Tuliskan ulang tanpa perubahan bagian berita tentang Kapolres Nagekeo di bawah, mulai dari "HOLOPIS.COM, JAKARTA –" sampai "warga, ternyata berlanjut.".

Teks Hasil Ekstraksi
________________________

HOLOPIS.COM, JAKARTA – Ulah Kapolres Nagekeo AKBP Yudha Pratana, yang viral ketika menancapkan sebilah sangkur di meja saat berdiskusi dengan warga, ternyata berlanjut.
Kumpulan advokat yang tergabung di Tim Pembela Demokrasi Indonesia (TPDI) yang melaporkan aksi arogansi AKBP Yudha Pratana tersebut, kemudian menjelaskan awal mula terjadinya peristiwa itu sendiri.
Koordinator TPDI, Petrus Selestinus mengungkapkan, kejadian tersebut berlangsung sudah sejak 2 Agustus 2022 saat sedang bertemu dengan warga Masyarakat Suku Kawa dan beberapa suku lainnya yang terlibat perselisihan pemilikan tanah untuk Proyek Strategis Nasional Waduk Mbay-Lambo.
“Dia sambil marah-marah kemudian menancapkan pisau komandonya di atas meja bertaplak warna biru, perbuatan tersebut telah menimbulkan rasa takut bagi warga untuk bermusyawarah,” kata Petrus dalam keterangannya yang dikutip Holopis.com, Sabtu (29/4).

________________________

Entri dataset
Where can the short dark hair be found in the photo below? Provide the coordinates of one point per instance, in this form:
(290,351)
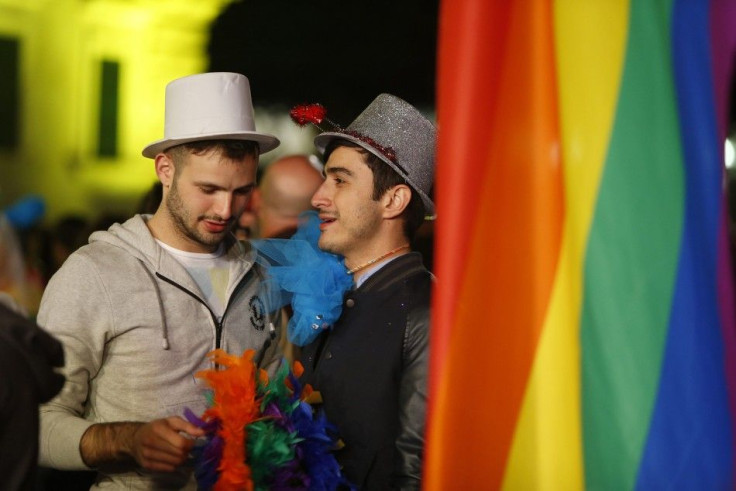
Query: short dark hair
(384,178)
(232,149)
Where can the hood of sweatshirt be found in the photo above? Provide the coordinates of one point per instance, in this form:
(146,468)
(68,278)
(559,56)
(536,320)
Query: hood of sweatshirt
(134,237)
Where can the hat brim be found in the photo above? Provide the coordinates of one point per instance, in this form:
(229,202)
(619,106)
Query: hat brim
(323,139)
(266,142)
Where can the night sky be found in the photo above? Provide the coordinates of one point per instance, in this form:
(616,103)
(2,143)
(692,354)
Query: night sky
(339,53)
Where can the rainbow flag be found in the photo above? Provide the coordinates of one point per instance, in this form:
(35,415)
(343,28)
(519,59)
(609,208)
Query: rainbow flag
(583,321)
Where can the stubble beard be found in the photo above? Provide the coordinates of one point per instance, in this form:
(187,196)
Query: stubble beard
(353,237)
(181,218)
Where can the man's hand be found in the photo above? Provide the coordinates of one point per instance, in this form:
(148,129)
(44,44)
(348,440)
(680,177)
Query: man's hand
(157,446)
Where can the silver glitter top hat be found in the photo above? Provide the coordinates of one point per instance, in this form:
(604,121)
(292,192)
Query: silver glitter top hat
(394,131)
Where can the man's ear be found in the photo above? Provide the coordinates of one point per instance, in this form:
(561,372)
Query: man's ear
(164,169)
(395,200)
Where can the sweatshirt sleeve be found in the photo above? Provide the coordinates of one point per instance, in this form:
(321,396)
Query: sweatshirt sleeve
(75,309)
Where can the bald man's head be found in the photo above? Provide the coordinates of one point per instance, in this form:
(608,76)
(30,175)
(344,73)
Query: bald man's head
(285,191)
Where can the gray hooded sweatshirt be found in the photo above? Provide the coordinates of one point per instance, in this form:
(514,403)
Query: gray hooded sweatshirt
(136,330)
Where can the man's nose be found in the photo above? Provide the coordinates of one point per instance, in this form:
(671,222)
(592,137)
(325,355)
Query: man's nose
(319,198)
(224,206)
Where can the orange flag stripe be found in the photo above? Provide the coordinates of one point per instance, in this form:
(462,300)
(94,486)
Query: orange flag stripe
(498,237)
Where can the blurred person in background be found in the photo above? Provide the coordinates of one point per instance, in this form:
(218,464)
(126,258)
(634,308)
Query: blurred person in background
(28,356)
(283,193)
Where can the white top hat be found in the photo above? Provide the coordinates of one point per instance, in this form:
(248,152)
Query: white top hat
(209,106)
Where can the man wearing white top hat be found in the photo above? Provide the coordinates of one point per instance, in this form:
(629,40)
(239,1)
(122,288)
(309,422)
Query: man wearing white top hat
(371,366)
(142,304)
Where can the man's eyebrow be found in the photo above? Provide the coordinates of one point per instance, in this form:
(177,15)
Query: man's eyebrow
(207,184)
(337,170)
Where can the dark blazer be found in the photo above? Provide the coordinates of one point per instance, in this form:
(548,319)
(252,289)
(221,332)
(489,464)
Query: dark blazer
(371,370)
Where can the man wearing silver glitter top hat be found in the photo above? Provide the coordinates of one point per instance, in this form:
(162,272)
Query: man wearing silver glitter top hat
(371,367)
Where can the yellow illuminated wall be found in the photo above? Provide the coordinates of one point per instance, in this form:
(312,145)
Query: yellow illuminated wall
(62,44)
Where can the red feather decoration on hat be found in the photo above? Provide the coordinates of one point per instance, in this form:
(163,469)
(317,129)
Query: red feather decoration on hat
(303,114)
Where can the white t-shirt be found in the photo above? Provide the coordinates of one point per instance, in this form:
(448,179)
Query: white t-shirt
(211,272)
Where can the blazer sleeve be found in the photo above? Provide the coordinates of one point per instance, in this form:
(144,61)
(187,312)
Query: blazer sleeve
(413,399)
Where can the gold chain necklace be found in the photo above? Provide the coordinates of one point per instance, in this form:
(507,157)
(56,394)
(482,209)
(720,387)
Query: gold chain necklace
(372,261)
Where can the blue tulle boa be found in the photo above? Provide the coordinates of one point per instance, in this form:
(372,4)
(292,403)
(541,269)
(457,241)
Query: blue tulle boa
(301,274)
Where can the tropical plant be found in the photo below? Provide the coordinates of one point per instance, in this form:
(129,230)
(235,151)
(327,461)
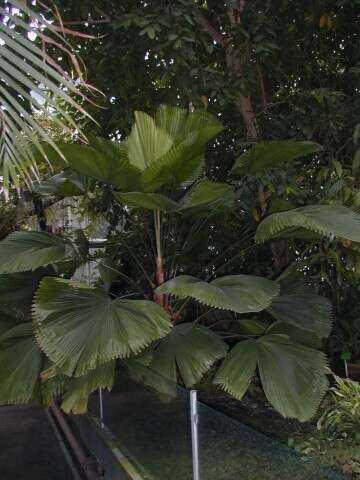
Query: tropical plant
(178,323)
(342,413)
(33,83)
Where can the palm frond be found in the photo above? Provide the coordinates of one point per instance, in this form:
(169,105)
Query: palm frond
(32,81)
(304,309)
(20,365)
(22,251)
(293,376)
(326,220)
(189,350)
(79,389)
(239,293)
(80,328)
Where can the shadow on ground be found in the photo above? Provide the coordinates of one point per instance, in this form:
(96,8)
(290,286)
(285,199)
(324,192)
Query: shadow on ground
(29,449)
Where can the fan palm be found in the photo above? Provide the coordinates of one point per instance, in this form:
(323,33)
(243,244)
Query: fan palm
(81,331)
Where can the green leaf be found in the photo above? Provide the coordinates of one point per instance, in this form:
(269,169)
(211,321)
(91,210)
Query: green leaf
(180,124)
(208,197)
(65,184)
(20,365)
(147,142)
(327,220)
(170,148)
(190,350)
(80,328)
(26,67)
(239,293)
(103,159)
(250,326)
(76,398)
(266,155)
(296,334)
(149,201)
(17,289)
(304,309)
(22,251)
(293,376)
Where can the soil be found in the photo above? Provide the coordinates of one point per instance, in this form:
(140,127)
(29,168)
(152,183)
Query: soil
(29,449)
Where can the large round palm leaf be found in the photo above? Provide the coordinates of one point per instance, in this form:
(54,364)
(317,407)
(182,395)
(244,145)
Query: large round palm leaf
(76,397)
(80,328)
(327,220)
(23,251)
(293,376)
(189,350)
(20,365)
(239,293)
(305,309)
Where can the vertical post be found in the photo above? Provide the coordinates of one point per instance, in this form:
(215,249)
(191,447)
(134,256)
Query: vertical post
(101,408)
(194,419)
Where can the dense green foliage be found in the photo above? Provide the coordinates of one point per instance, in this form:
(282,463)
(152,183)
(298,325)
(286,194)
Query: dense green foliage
(264,148)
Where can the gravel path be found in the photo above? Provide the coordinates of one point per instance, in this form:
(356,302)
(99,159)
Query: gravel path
(29,449)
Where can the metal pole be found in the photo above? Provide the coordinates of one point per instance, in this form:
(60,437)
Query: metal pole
(194,418)
(101,408)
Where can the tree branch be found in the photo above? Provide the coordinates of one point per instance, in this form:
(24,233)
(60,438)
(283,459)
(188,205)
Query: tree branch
(215,35)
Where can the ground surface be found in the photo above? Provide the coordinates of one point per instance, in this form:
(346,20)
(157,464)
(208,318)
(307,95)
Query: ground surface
(156,432)
(28,446)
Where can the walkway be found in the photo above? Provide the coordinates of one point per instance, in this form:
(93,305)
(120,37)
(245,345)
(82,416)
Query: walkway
(29,449)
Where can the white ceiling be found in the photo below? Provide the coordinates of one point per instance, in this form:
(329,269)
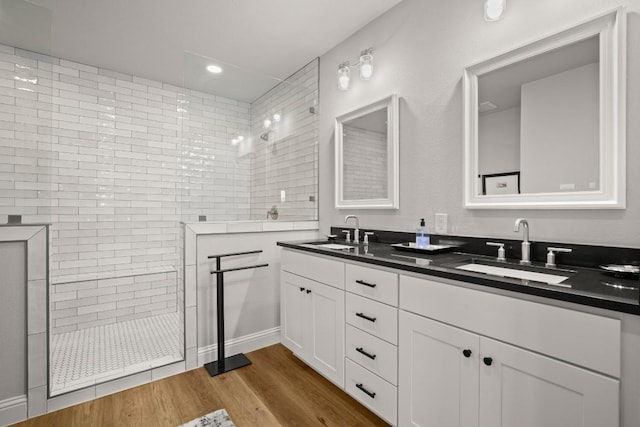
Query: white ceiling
(169,40)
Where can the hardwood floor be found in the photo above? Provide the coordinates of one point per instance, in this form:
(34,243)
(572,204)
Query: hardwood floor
(277,389)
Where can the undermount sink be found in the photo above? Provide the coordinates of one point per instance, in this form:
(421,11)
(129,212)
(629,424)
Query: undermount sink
(336,246)
(514,271)
(330,244)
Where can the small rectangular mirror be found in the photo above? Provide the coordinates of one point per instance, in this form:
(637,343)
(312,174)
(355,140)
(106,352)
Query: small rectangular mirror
(544,124)
(367,156)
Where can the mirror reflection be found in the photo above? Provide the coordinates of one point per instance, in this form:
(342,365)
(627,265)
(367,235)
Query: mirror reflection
(538,123)
(365,156)
(366,166)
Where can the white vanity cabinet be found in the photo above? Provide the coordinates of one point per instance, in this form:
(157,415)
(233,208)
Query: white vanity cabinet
(471,358)
(312,312)
(371,375)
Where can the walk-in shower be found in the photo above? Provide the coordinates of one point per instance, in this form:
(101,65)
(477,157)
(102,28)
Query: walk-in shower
(115,163)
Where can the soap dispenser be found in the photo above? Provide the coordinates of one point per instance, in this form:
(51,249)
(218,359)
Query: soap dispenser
(422,238)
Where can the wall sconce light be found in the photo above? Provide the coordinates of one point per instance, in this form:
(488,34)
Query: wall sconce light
(344,74)
(493,9)
(365,63)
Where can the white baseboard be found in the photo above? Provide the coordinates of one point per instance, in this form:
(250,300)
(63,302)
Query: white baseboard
(243,344)
(13,410)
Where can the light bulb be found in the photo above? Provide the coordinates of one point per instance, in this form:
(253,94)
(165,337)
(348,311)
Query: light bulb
(366,64)
(215,69)
(343,76)
(493,9)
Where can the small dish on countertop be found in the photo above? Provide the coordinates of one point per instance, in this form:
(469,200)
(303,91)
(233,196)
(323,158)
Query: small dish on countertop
(622,270)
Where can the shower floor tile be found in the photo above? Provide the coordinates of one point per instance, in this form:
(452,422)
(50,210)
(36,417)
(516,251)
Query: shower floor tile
(90,356)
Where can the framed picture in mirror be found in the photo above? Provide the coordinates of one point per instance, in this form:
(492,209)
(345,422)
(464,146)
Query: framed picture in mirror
(501,183)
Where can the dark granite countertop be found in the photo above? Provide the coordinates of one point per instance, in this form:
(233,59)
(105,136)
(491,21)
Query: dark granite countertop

________________________

Hasil Latihan
HOLOPIS.COM, JAKARTA – Ulah Kapolres Nagekeo AKBP Yudha Pratana, yang viral ketika menancapkan sebilah sangkur di meja saat berdiskusi dengan warga, ternyata berlanjut.